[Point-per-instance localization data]

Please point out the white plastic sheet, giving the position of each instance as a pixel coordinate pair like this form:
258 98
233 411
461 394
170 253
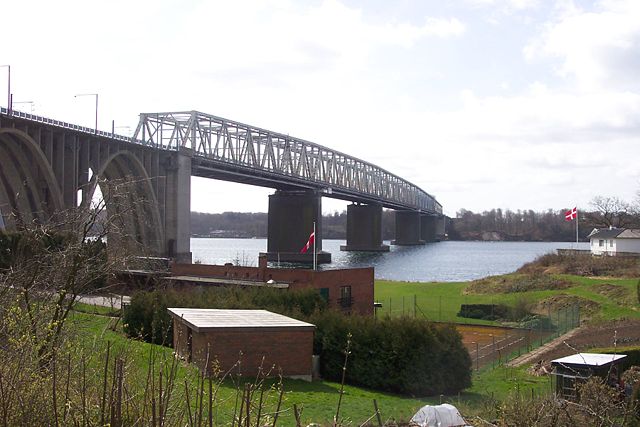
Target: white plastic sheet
444 415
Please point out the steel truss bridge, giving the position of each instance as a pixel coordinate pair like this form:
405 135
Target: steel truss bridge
235 151
49 165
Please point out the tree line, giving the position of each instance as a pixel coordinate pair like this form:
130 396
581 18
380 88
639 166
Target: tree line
494 224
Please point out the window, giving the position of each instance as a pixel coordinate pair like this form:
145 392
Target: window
345 296
324 293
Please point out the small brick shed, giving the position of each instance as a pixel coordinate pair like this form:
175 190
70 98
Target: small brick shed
283 342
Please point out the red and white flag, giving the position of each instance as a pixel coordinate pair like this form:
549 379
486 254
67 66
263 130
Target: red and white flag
309 244
571 215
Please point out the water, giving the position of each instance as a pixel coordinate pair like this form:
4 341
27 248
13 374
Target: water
443 261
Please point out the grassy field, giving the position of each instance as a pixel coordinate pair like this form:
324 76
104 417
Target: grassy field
318 399
599 298
607 298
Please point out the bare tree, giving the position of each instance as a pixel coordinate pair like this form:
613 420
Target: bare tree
52 263
613 212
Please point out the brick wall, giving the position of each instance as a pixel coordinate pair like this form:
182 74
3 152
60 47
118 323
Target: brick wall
360 279
286 350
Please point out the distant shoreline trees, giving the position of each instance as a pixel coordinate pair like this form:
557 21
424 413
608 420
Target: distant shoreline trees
495 224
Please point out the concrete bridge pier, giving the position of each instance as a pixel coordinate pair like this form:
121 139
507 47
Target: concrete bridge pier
408 229
441 227
290 222
364 229
177 207
428 228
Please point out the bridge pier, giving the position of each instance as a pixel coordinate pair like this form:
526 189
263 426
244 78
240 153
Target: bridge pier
408 229
428 228
364 229
290 222
441 227
177 214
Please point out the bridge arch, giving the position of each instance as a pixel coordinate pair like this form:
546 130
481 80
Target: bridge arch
130 202
29 191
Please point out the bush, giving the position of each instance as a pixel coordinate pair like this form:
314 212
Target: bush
401 355
147 317
484 311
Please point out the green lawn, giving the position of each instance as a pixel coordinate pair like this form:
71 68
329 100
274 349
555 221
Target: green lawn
442 301
318 399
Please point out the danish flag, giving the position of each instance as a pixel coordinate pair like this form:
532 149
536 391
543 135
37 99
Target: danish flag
571 215
306 247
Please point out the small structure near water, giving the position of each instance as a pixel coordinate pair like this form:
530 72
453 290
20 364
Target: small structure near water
255 342
615 241
571 371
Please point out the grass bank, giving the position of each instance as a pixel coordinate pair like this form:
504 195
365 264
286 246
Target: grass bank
316 400
599 298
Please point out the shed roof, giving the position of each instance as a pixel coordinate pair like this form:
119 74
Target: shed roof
589 359
205 319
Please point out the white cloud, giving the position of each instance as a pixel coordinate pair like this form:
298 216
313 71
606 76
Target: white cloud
596 48
507 4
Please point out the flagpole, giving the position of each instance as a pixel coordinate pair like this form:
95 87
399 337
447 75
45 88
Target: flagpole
314 246
576 227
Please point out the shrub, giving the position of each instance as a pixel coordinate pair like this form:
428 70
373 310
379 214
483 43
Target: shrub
402 355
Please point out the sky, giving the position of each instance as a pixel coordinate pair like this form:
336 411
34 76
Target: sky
512 104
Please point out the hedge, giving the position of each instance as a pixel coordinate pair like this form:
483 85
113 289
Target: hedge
402 355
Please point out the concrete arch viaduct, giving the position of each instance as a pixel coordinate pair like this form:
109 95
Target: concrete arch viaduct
47 166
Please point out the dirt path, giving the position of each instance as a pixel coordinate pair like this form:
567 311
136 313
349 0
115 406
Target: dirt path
539 353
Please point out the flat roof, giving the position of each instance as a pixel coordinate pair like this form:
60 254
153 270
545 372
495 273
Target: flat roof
209 318
589 359
225 281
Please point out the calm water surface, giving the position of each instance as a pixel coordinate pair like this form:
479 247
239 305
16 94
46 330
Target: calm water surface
443 261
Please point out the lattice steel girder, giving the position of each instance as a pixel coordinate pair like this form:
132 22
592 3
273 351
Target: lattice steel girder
232 143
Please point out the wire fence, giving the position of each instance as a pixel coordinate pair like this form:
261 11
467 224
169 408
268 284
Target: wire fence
489 342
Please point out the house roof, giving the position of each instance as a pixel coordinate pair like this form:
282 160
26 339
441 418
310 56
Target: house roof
589 359
618 233
605 233
630 233
200 319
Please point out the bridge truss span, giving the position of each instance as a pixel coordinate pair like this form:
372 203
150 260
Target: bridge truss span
280 159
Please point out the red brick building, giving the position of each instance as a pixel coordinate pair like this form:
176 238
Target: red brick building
350 290
252 342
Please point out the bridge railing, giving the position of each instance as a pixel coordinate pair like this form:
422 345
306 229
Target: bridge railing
230 142
66 125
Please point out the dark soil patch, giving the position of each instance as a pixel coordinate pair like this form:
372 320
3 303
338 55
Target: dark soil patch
516 283
614 292
563 301
584 265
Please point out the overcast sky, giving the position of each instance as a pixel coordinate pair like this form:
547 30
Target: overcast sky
518 104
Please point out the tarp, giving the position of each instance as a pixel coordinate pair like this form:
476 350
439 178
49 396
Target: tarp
444 415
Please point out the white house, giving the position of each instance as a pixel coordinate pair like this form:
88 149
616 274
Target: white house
614 241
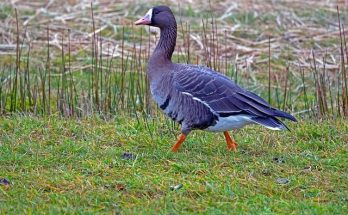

What to produce: Output the records above unchanged, minus their pictures.

Exercise answer:
Please point out the white plastic sheet, giving the position of each instance as a pixel coordinate pair like this form:
258 98
233 411
461 394
170 253
Target: white plastic sheet
444 415
Please point out the steel truss bridge, giving the position of each instance as a pixel coordinate pair like this form:
405 135
Target: steel truss bridge
235 151
49 165
Please point out the tree line, giving the position of each instance as a pixel coordinate pair like this form:
130 396
581 18
380 88
639 166
Target: tree line
494 224
Please point out the window, giving the position of each instance as a pixel coordinate pair like this form:
145 392
Target: window
345 296
324 293
Please point out the small brick shed, giving the position of each instance as a pixel coordinate pair like this form:
175 190
70 98
Target: small brick shed
283 342
Please point out the red and white flag, giving the position of each instance as a pixel coordinate pair like this form:
549 379
486 254
67 66
263 130
Target: red and white flag
309 244
571 215
Please point out the water, giving the position of each instance as a pixel coordinate pair like this form:
4 341
27 248
13 374
Target: water
443 261
Please point out the grassy field, giving the position of each instance as a pixel coordinate pair like this form:
324 76
104 417
Target: grassy field
318 399
599 298
607 298
Please point out the bare tree, giving the position of each instance as a pixel coordinate pair like this form:
613 420
Target: bare tree
52 263
613 212
Please point out the brick wall, giving the position of each instance as a pixel coordinate pair like this form:
182 74
3 152
60 47
118 323
Target: brick wall
360 279
286 350
Please point out the distant shoreline trees, giving the position of each instance as a pixel coordinate pair like this form:
557 21
424 413
608 420
Target: distant shoreline trees
495 224
Please point out the concrete bridge pier, giving the position of each instance as a pixel coordinate pair like this form:
121 139
507 47
Target: concrete bridge pier
408 229
441 227
290 222
364 229
177 207
428 228
Please point out the bridge pier, giving the position of each instance as a pixel coordinate pair like this form:
526 189
263 426
244 78
240 153
Target: bridge pier
408 229
428 228
364 229
290 222
441 227
177 214
Please point out the bridge arch, giving the position of each instance as a pixel coordinate pair like this form:
546 130
481 80
Target: bridge arch
130 202
29 191
Please point out the bush, giving the position of each instance as a pixel coordinate pair like this form:
314 212
Target: bush
401 355
147 317
484 311
Please point out the green lawn, giving the position of each instance as a pixel coordinate pair like this form:
71 68
329 100
274 349
555 221
Target: green lawn
442 301
318 399
Please point out the danish flag, giving the position of each instance as a pixel coordinate pair like this form:
532 149
536 391
543 135
37 99
Target: danish flag
571 215
306 247
Please point out the small structure near water, giving the position of each instance as a pixel coordinate pair like this form:
530 72
453 290
20 364
Target: small structure near water
255 342
615 241
571 371
Please point out the grass bank, giving the position of each instance as a pixel coordinate pair like this form:
504 195
365 264
286 246
Target: grass bank
316 400
599 298
Please point out the shed roof, giving the position of each instance as a pixel coordinate pair like this form:
119 74
Target: shed roof
589 359
205 319
Please point out the white cloud, giving the position of each instance as a pixel coordinate pair like this form:
298 216
313 71
606 76
Target: white cloud
596 48
507 4
Please point out the flagpole, giving the position of each instance as a pixel coordinate pair like this form:
95 87
399 337
447 75
45 88
Target: flagpole
314 246
576 227
Please point out the shrub, giving the position of each instance as a pixel coordinate pair like this form:
428 70
373 310
379 214
483 43
Target: shrub
402 355
Please point out the sky, giving the position of each instance as a pixel coordinate pair like this form:
336 411
34 76
Target: sky
512 104
Please point out the hedge, giving the position of each instance as a pixel coordinate pair like this form:
483 85
113 289
Target: hedge
402 355
Please point out the concrete arch viaduct, giving the position of each instance as a pixel coordinate pair like this form:
109 95
Target: concrete arch viaduct
47 166
Please point out the dirt path, giving the position of each instance as a pixel coordinate pair like this form:
567 311
136 313
349 0
115 406
Target: dirt path
539 353
Please point out the flat roof, giving the position of each instance as a pixel coordinate pair like this form:
60 254
153 270
545 372
495 273
Target: flat roof
209 318
589 359
225 281
Please point out the calm water surface, giving the position of each instance as a pixel coordinate pair like this form:
479 247
239 305
16 94
46 330
Target: calm water surface
443 261
Please point out the lattice steel girder, giving the position of each instance as a pixel coordinate pair like this form:
132 22
592 3
273 351
Target: lattice steel girder
232 143
Please point out the wire fence, giving the position of each instance as a pixel coordinate pair like this form:
261 11
467 224
169 408
268 284
Target: wire fence
489 342
Please point out the house roof, giving the position of each instance as a pixel coordinate pair like this form:
282 160
26 339
441 418
310 56
Target: house roof
589 359
618 233
605 233
630 233
200 319
Please point out the bridge truss span, giving the position of each instance as a pixel coordinate pair like this form:
372 203
150 260
Target: bridge truss span
280 159
Please point out the red brick building, giving the position of each instance as a pixel coordinate pair like this form:
176 238
Target: red brick building
350 290
252 342
Please point out the bridge railing, giving the position of each instance as a pixel coordinate pair like this form:
422 345
306 229
Target: bridge railing
230 142
66 125
Please point out the dark soil patch, giving the position of each instance as a pixel coordinate pair like this form:
372 320
3 303
338 55
Target: dark soil patch
516 283
614 292
563 301
584 265
Please point out the overcast sky, giving the position of each instance as a pixel coordinate pair like this form:
547 30
Target: overcast sky
518 104
Please point out the tarp, giving the position of each instance as a pixel coordinate pair like this form:
476 350
439 178
49 396
Target: tarp
444 415
Please point out the white house, giving the position of each instance as a pixel coordinate pair like this form:
88 149
616 274
Target: white house
614 241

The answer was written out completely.